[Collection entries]
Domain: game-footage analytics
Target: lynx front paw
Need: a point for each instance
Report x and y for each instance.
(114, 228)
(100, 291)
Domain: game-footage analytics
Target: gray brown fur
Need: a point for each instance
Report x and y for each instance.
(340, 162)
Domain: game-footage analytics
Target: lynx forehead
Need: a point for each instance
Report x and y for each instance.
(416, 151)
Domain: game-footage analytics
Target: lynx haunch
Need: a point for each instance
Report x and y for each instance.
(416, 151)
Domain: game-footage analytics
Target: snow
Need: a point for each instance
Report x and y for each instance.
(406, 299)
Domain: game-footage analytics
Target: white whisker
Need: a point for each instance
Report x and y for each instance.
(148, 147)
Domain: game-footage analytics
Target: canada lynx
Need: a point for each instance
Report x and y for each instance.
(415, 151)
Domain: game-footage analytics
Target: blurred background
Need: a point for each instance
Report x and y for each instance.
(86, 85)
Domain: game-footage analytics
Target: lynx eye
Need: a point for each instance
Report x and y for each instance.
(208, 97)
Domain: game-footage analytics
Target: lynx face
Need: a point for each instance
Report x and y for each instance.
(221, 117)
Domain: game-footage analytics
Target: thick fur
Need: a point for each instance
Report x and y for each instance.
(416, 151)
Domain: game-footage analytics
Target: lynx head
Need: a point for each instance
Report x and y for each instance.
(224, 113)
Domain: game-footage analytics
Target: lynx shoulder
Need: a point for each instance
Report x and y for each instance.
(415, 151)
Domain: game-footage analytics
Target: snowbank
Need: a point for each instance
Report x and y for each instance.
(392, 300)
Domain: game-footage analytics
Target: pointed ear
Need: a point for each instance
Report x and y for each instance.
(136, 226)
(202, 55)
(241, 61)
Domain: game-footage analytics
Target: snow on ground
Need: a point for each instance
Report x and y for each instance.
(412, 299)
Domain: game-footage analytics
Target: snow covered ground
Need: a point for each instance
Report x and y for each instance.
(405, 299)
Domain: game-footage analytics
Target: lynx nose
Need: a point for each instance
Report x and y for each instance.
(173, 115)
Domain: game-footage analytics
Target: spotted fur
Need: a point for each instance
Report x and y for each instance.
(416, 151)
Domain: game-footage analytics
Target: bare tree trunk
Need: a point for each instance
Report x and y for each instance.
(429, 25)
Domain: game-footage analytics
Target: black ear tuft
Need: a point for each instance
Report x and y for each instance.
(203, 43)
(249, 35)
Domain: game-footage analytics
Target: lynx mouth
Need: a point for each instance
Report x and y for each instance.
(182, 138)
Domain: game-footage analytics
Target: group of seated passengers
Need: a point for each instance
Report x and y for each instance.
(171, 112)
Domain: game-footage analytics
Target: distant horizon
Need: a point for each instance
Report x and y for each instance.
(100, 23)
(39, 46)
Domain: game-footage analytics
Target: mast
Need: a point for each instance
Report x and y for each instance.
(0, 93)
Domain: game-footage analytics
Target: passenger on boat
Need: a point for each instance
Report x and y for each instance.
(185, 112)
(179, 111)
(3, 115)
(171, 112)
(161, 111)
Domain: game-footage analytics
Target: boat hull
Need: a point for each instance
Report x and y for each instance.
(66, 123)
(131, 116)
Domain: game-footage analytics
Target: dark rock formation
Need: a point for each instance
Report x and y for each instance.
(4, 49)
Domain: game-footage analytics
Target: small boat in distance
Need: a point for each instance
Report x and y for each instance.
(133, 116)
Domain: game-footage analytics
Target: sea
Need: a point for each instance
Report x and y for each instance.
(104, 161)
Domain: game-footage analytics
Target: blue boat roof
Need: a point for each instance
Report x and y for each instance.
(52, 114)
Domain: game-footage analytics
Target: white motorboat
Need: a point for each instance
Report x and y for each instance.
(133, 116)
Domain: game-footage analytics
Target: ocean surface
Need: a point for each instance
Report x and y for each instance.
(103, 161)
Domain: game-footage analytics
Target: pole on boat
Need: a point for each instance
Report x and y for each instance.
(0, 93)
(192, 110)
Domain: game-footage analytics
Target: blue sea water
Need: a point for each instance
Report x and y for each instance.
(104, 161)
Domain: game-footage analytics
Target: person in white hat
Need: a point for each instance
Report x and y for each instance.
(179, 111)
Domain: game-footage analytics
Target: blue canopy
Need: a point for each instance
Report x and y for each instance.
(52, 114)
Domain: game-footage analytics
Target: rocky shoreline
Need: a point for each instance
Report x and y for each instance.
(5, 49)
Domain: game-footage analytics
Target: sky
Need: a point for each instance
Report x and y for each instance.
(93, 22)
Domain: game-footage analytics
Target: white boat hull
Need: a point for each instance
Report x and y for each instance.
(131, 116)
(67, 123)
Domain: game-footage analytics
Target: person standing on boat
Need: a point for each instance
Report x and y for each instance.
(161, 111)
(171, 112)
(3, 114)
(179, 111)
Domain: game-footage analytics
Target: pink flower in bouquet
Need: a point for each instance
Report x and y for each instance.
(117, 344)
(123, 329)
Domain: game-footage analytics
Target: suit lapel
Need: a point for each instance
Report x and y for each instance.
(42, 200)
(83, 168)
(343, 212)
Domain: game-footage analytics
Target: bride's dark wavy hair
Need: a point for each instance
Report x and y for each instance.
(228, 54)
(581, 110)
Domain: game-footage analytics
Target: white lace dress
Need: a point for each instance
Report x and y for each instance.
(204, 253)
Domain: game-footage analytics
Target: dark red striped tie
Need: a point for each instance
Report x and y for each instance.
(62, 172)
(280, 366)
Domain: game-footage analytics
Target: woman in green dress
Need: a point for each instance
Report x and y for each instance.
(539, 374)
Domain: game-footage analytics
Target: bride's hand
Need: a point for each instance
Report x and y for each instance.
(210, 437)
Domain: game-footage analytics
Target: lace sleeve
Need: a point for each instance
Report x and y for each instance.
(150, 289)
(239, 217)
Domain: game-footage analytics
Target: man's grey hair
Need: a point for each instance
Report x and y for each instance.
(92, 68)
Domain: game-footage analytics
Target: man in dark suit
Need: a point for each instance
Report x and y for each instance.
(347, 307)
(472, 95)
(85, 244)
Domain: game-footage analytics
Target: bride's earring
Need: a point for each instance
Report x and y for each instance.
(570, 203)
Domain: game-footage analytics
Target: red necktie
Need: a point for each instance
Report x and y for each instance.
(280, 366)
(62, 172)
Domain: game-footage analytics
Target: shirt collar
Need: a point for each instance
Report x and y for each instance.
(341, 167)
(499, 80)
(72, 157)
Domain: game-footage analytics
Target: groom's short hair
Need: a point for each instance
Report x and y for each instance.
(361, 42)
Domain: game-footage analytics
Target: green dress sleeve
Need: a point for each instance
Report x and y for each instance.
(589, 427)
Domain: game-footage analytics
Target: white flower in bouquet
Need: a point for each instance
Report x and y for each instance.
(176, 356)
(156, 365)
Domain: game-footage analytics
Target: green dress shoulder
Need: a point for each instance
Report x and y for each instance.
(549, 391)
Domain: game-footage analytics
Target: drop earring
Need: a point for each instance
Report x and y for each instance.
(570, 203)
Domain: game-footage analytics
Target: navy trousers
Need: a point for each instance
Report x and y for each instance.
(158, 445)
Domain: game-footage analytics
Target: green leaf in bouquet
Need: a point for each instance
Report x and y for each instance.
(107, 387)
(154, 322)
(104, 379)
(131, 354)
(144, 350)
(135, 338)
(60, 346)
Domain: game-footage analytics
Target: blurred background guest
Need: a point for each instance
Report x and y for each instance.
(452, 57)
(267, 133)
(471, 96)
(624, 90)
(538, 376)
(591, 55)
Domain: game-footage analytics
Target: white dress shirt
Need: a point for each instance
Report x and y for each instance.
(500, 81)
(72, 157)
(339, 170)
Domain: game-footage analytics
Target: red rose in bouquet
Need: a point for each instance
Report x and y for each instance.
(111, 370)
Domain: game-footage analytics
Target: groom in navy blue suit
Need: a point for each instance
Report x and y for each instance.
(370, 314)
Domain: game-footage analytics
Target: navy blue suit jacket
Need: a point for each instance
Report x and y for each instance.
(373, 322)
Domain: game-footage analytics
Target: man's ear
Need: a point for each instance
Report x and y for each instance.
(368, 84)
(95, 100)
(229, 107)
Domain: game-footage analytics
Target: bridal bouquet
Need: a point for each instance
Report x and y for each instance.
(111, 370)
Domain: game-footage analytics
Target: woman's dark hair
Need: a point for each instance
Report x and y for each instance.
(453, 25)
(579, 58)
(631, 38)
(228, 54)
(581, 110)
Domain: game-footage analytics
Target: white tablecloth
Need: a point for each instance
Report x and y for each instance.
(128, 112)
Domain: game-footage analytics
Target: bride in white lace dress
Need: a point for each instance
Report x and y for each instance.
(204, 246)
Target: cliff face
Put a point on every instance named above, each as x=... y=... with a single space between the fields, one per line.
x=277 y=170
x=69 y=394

| What the exercise asks |
Note every line of the records that holds the word "navy", and copy it.

| Answer to the problem |
Target: navy trousers
Target: groom in navy blue suit
Target: navy blue suit jacket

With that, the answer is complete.